▶ **TASK**
Pick out every line in the records that contains the string "microphone", and copy each one. Match case exactly.
* start RECORDS PROVIDED *
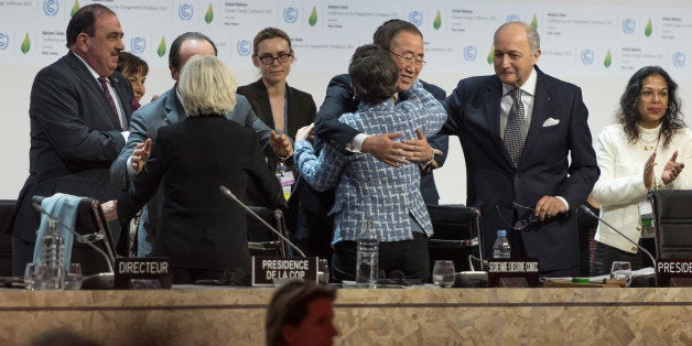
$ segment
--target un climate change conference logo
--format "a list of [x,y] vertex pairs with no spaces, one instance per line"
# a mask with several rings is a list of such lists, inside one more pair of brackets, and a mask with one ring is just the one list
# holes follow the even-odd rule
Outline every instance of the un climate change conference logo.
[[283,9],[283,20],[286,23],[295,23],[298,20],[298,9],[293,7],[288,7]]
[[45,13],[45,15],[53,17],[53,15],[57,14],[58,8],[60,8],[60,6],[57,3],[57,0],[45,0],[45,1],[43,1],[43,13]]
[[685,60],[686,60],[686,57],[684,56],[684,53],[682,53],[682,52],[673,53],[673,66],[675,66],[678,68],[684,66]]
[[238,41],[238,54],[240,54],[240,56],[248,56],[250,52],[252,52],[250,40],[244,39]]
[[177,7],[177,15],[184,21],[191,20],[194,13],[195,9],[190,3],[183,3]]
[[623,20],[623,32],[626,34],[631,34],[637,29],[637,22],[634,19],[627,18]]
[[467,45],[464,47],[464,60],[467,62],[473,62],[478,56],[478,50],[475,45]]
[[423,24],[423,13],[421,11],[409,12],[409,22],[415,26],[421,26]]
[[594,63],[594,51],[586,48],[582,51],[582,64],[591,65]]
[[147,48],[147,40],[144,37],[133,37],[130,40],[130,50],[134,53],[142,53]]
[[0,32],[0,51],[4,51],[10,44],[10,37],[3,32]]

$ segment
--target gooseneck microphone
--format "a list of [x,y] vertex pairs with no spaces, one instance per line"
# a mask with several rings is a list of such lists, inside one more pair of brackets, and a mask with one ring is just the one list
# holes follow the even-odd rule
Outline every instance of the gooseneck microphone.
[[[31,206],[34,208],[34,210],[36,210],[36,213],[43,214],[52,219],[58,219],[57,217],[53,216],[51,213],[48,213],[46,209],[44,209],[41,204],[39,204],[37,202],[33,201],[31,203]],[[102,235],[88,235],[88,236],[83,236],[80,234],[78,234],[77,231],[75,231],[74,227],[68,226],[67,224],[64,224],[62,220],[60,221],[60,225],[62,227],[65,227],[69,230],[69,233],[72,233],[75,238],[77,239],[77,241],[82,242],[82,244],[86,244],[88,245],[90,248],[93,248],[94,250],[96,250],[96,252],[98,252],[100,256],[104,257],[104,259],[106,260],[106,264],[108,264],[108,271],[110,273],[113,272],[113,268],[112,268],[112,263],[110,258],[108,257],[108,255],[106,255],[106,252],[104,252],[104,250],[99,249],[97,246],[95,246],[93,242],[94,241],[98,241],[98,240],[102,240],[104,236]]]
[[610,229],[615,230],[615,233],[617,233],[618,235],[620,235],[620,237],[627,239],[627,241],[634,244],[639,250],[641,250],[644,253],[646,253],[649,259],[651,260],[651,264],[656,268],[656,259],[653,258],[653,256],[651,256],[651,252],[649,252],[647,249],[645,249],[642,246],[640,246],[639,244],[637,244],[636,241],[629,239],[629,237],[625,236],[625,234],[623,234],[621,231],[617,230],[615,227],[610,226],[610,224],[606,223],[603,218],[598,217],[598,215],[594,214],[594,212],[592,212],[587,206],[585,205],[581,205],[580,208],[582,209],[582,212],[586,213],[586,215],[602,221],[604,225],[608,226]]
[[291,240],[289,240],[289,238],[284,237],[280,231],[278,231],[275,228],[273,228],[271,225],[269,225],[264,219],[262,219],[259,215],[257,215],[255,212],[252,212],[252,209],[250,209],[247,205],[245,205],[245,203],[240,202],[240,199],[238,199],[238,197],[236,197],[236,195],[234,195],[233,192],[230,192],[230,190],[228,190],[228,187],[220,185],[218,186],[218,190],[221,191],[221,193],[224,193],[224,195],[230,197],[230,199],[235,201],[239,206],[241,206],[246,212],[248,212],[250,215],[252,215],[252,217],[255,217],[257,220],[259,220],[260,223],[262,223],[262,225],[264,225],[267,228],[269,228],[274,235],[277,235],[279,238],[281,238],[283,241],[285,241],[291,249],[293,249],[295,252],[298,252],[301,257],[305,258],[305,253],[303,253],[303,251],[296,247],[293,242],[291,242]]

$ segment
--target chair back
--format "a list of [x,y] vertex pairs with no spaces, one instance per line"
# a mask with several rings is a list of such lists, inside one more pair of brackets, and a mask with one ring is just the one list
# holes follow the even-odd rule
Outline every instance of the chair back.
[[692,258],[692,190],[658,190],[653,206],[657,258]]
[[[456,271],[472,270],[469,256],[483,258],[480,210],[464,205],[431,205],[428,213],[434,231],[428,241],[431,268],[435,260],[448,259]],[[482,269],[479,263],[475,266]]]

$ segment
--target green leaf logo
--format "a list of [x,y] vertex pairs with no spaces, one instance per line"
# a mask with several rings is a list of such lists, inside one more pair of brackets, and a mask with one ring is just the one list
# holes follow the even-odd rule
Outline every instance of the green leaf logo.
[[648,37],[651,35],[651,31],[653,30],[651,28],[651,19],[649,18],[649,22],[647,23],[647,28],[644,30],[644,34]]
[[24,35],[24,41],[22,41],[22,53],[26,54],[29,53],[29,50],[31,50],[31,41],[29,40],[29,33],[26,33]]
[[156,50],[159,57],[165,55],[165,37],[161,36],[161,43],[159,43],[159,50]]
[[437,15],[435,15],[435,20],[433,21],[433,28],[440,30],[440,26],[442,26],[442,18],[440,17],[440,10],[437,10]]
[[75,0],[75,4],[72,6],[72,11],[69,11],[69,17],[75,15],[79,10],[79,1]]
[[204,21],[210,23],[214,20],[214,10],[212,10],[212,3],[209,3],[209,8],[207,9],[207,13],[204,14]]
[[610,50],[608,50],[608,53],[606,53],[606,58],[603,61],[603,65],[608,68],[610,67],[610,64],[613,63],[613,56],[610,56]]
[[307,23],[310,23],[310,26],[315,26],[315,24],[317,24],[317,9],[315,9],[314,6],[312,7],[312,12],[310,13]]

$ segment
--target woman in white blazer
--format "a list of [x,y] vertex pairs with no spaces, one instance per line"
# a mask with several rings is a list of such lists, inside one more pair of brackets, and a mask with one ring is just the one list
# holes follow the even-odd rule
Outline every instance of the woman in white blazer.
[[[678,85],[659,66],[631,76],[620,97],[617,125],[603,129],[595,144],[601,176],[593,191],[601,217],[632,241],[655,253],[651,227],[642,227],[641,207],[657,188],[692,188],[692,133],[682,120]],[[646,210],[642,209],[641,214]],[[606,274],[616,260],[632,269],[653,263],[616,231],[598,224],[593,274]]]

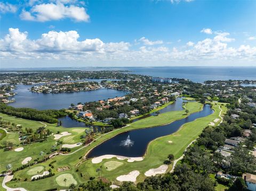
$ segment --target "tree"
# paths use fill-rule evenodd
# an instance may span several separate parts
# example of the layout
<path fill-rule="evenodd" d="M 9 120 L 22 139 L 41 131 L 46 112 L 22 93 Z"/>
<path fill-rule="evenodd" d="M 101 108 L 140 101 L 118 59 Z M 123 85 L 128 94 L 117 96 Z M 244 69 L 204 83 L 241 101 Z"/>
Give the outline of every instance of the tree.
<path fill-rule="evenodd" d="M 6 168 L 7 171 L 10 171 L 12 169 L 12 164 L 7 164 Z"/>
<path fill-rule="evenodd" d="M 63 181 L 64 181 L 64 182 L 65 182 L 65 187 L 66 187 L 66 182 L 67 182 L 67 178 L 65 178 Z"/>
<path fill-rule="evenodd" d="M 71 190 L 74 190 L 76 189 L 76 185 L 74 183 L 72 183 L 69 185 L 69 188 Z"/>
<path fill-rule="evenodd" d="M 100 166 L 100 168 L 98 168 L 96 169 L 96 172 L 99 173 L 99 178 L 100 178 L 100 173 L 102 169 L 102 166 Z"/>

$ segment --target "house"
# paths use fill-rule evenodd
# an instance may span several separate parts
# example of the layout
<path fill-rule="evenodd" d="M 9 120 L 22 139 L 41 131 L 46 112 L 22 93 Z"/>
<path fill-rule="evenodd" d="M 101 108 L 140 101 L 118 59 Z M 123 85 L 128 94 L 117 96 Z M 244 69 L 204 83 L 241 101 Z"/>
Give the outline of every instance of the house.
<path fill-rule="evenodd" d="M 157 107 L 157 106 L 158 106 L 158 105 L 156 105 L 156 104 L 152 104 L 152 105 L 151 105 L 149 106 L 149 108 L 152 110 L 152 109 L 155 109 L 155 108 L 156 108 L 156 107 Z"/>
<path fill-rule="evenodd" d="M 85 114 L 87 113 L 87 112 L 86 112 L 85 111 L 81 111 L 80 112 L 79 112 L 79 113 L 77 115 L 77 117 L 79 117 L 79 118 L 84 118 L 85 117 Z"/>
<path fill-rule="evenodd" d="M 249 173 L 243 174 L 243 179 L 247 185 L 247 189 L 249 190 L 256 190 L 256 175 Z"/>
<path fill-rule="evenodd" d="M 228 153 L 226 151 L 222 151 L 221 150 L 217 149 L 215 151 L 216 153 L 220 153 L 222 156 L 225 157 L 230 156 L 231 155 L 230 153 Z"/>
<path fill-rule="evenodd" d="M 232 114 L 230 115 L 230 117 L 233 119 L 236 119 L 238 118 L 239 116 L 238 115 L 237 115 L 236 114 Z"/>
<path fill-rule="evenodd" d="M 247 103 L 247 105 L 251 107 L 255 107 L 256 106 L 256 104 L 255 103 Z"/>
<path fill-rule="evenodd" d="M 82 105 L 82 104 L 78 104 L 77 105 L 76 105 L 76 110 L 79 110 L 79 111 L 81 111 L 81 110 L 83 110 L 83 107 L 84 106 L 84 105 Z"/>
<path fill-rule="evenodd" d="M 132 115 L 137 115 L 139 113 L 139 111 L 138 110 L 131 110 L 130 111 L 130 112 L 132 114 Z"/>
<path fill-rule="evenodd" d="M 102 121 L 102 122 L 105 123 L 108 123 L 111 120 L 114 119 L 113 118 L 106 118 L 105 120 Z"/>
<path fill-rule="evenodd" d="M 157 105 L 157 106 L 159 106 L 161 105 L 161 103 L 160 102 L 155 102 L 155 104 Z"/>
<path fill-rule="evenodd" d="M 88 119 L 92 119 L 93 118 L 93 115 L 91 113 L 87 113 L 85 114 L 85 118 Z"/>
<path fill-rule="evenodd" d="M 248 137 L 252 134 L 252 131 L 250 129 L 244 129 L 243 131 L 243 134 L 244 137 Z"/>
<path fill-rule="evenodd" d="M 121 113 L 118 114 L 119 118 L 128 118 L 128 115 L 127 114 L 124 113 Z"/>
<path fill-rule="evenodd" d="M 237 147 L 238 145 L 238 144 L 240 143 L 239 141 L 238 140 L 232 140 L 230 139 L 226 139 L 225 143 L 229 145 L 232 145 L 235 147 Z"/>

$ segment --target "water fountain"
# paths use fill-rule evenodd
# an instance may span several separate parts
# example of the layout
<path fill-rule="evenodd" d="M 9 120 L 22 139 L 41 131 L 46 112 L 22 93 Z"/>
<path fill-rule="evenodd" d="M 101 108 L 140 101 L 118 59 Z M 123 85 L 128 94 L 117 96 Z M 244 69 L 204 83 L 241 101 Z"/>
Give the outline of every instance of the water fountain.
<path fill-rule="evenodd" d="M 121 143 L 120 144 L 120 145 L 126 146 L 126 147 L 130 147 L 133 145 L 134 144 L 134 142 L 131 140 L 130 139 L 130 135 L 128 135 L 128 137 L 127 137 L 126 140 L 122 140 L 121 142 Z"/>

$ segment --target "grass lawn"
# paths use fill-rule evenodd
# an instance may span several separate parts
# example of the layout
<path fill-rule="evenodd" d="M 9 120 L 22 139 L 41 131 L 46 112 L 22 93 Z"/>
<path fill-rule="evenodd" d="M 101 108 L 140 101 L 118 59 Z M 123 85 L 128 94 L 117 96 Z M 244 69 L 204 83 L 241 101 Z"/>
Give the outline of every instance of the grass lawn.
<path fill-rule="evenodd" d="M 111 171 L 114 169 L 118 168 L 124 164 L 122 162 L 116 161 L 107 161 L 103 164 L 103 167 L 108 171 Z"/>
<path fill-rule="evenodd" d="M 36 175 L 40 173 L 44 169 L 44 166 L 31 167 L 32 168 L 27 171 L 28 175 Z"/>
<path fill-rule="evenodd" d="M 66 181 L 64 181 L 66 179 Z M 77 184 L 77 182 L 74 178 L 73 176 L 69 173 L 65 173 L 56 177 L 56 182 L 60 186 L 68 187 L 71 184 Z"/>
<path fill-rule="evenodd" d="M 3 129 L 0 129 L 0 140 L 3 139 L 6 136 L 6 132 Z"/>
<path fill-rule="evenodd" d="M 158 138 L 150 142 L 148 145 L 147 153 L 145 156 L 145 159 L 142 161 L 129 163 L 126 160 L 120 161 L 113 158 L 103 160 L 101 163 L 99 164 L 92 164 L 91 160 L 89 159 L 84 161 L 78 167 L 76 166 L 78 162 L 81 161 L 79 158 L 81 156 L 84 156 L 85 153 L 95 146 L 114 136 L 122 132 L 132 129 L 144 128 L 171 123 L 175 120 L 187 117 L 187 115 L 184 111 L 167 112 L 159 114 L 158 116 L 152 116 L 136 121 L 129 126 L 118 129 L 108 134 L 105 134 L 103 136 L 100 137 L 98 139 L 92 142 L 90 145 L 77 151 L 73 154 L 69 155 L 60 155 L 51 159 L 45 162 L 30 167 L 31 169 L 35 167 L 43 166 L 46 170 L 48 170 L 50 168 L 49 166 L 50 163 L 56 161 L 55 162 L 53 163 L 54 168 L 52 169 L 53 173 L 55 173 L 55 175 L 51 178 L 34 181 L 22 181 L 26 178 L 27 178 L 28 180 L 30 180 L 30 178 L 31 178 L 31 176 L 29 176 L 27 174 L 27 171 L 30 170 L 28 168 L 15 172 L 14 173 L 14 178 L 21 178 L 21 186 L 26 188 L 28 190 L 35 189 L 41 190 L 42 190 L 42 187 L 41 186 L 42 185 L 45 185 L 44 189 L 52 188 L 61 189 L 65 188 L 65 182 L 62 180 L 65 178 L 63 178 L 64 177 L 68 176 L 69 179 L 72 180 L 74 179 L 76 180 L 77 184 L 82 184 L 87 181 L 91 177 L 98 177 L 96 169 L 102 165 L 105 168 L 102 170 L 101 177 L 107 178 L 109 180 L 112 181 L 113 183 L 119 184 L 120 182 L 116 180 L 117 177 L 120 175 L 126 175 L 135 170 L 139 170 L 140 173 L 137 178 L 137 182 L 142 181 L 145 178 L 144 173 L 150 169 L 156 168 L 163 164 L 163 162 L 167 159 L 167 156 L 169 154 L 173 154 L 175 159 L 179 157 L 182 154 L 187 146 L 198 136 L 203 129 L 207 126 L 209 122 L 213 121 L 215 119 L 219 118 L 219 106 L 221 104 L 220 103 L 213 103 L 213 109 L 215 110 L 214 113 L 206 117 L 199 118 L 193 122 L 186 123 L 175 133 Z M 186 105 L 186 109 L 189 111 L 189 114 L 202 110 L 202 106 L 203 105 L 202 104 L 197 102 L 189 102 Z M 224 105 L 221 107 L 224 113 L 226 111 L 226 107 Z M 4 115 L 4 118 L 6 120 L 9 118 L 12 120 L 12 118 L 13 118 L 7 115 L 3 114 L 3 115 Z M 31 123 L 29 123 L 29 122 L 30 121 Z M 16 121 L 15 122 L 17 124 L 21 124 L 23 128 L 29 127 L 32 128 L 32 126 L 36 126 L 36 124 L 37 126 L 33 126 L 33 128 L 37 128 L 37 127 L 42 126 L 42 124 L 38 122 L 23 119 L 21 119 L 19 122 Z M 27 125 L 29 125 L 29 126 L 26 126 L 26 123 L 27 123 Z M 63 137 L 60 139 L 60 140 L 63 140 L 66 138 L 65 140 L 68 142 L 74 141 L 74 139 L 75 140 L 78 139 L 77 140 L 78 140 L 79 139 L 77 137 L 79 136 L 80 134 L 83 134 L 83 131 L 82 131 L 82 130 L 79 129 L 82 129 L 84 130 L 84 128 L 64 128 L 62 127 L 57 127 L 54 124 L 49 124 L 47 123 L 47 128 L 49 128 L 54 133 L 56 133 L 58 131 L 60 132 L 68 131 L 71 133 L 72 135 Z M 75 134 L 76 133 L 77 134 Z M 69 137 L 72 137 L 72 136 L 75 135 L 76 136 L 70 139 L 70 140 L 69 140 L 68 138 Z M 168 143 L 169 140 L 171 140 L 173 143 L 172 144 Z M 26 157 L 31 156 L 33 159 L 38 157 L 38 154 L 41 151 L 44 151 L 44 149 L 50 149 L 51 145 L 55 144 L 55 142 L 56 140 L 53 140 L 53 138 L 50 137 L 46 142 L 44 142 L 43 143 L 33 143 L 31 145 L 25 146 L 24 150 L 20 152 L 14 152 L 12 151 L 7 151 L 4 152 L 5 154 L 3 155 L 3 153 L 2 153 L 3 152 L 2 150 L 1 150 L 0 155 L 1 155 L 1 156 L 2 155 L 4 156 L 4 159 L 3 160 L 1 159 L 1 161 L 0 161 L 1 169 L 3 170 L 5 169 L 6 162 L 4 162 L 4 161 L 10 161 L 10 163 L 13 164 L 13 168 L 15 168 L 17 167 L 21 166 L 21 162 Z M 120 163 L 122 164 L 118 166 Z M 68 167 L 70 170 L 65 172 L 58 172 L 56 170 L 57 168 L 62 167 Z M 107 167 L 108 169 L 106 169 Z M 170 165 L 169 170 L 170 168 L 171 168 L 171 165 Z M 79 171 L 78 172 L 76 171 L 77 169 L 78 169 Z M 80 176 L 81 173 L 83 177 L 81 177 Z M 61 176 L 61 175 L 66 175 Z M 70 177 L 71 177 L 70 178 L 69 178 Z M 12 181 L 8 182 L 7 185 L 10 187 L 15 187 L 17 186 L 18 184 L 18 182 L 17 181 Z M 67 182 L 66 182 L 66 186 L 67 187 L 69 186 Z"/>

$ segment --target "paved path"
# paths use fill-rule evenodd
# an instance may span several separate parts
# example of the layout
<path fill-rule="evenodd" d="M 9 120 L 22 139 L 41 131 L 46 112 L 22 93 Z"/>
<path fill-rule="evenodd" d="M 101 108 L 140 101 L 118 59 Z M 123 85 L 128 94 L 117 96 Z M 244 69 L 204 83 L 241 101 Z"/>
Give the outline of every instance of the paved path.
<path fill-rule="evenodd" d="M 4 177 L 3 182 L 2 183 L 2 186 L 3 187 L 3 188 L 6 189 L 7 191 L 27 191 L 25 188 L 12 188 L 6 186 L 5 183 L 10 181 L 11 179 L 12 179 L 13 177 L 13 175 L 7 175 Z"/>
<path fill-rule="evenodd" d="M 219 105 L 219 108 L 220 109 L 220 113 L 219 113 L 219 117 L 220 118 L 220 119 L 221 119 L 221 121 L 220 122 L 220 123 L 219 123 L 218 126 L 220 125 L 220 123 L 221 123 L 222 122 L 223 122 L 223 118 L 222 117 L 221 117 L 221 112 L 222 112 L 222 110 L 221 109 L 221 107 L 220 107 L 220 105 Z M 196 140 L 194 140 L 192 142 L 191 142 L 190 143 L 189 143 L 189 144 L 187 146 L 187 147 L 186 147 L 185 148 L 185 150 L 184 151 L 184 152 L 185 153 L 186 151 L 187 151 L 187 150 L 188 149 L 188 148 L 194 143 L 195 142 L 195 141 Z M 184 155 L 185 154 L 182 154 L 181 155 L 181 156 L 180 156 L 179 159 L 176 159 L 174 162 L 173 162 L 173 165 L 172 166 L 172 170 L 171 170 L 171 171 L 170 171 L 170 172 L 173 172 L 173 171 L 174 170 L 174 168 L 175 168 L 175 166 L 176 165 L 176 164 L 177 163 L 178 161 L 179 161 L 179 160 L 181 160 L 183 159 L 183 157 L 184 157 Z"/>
* end RECORDS PROVIDED *
▶ **SOLUTION FOR THIS PROBLEM**
--target gooseneck microphone
Outline every instance of the gooseneck microphone.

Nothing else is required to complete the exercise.